-- TASK INSTRUCTIONS --
Pull each line containing "camouflage" from the data.

Records from a collection

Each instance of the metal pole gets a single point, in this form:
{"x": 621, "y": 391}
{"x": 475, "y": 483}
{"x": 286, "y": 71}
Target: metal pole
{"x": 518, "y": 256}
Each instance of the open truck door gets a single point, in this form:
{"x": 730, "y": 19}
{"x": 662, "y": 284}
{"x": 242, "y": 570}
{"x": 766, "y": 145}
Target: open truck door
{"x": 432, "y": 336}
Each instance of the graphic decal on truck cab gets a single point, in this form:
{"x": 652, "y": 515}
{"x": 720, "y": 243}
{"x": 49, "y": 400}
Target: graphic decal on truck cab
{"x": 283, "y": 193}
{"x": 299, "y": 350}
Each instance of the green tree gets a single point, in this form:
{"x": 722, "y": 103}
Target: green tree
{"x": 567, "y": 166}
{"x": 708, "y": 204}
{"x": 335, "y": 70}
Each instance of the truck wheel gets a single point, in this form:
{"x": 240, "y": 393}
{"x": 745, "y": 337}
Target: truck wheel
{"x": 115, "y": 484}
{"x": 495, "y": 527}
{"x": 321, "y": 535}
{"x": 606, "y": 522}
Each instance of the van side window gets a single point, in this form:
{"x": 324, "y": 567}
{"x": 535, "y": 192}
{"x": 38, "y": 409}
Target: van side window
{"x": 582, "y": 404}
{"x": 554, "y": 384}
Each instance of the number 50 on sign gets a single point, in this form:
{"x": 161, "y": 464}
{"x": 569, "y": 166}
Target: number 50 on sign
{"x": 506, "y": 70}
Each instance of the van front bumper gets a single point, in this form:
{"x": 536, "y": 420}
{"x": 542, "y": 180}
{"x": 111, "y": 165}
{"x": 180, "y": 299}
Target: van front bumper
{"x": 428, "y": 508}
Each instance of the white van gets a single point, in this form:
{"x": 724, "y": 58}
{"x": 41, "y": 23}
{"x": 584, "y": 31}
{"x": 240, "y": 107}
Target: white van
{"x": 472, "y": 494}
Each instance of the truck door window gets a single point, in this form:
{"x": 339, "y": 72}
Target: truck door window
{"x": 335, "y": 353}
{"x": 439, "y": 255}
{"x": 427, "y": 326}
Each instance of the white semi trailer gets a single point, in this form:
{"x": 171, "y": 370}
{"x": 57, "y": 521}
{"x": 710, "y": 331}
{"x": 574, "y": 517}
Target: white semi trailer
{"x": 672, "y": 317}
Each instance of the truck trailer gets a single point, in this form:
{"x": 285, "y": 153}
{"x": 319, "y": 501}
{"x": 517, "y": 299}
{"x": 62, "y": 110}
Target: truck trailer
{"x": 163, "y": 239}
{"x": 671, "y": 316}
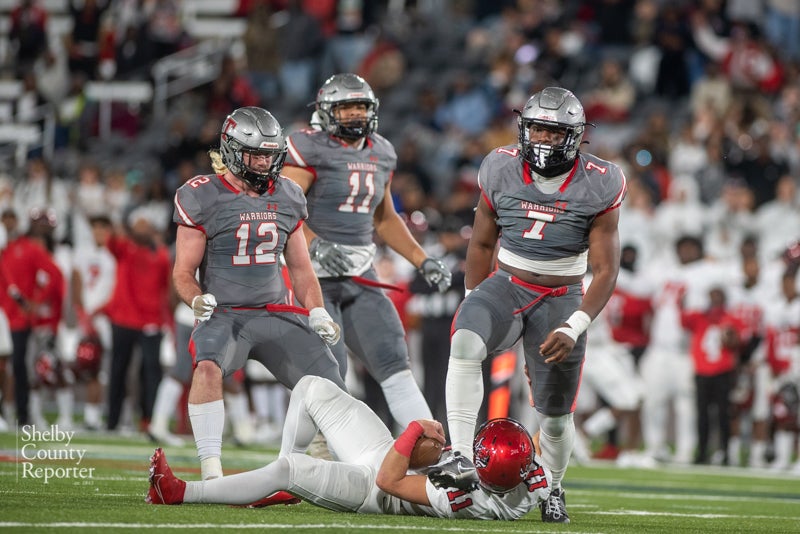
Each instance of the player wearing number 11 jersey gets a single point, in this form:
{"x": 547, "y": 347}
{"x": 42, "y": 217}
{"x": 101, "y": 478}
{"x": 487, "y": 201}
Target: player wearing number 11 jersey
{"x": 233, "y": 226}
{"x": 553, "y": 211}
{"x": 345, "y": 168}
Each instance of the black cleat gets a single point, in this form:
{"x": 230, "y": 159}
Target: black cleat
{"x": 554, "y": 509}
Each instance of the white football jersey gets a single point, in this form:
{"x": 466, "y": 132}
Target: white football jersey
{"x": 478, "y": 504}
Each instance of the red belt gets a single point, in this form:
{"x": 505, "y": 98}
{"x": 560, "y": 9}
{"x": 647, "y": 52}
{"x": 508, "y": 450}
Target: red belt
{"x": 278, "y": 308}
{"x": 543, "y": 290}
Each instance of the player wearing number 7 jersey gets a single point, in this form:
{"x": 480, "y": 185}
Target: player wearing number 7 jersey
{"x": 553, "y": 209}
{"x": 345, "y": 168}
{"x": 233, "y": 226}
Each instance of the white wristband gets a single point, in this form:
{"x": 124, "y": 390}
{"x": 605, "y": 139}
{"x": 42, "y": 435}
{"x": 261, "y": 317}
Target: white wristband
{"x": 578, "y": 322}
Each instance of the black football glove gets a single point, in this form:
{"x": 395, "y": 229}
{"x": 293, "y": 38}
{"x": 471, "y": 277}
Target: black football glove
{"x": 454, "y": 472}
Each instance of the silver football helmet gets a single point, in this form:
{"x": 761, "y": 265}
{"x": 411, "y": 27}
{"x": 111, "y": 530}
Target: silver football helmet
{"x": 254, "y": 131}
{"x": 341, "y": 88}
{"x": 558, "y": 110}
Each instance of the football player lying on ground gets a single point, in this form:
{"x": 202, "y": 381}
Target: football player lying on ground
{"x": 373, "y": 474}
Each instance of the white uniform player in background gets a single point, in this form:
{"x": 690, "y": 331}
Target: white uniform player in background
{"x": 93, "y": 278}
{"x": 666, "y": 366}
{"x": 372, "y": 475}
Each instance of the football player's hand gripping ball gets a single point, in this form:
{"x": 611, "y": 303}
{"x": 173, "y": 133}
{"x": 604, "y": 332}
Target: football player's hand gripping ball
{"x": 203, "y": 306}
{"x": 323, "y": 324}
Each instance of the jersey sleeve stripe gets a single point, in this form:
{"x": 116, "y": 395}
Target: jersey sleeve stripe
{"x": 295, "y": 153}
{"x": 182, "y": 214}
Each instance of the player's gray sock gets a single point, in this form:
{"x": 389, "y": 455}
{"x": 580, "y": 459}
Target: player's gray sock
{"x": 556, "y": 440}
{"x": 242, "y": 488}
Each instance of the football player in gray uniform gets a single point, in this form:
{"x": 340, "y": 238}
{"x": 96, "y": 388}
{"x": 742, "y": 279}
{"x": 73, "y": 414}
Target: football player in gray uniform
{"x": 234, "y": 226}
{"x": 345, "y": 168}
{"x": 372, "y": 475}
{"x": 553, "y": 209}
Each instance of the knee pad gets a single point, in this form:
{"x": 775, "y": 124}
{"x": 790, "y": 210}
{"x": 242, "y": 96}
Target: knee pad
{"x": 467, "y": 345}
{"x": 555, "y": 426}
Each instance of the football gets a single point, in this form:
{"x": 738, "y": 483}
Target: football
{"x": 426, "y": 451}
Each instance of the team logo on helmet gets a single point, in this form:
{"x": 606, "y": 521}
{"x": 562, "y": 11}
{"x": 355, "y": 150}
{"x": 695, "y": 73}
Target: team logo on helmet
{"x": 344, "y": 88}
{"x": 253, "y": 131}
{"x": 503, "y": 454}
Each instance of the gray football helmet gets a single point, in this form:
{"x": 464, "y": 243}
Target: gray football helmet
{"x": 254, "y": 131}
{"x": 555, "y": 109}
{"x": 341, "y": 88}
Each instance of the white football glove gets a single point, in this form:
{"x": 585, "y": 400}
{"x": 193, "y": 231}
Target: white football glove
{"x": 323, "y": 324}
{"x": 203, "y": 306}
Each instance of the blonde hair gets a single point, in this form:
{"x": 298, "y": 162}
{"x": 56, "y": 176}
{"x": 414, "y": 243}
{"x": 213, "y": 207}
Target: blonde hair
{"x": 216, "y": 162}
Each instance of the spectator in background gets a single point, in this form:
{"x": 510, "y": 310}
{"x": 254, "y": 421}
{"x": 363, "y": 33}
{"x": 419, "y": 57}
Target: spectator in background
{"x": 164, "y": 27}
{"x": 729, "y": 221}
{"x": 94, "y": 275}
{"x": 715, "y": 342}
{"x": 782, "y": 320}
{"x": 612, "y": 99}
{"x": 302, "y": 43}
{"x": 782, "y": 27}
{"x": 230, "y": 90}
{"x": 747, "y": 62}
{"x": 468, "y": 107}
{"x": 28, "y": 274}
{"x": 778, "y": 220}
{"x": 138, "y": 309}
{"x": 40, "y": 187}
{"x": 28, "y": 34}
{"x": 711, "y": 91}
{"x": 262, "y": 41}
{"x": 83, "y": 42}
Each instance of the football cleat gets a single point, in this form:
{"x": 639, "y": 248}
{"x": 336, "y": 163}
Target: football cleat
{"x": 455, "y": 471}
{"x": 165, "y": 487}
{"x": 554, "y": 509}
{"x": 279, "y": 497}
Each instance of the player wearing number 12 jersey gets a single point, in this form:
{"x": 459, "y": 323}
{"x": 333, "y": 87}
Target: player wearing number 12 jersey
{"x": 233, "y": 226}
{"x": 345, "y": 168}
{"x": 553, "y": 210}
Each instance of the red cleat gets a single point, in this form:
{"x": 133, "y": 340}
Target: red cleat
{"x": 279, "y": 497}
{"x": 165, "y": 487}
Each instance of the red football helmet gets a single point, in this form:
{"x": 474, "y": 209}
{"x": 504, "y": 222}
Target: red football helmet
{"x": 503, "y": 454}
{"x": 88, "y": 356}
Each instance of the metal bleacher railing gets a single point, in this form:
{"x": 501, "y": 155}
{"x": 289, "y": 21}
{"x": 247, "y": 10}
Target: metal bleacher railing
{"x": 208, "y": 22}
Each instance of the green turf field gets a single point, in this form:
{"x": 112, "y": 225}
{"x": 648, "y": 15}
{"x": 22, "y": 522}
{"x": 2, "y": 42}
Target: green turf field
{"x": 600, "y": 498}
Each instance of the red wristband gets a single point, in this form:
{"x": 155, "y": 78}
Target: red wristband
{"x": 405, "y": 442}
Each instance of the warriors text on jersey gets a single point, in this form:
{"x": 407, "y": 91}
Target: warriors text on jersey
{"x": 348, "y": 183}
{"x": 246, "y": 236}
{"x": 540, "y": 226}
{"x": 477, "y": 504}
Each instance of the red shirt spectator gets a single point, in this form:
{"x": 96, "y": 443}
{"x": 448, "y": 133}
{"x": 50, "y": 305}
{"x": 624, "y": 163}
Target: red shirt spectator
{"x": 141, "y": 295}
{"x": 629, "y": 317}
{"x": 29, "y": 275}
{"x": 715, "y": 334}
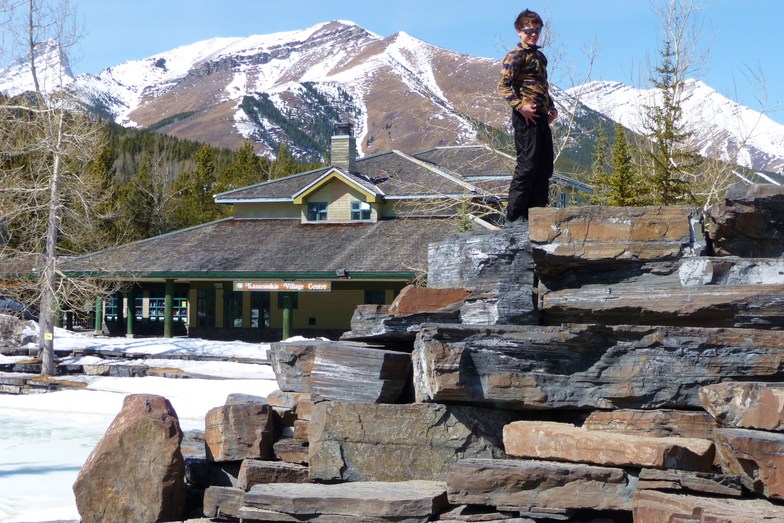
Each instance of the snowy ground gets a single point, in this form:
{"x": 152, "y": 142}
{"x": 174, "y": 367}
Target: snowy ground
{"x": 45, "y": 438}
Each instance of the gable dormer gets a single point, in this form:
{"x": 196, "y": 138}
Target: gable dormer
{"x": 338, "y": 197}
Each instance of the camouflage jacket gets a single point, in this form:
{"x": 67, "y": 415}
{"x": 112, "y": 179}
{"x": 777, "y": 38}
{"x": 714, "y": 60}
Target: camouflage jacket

-- EXERCISE ANSWER --
Each instance of the camouflage jacket gets a single point, in this form:
Target: camouflage jacket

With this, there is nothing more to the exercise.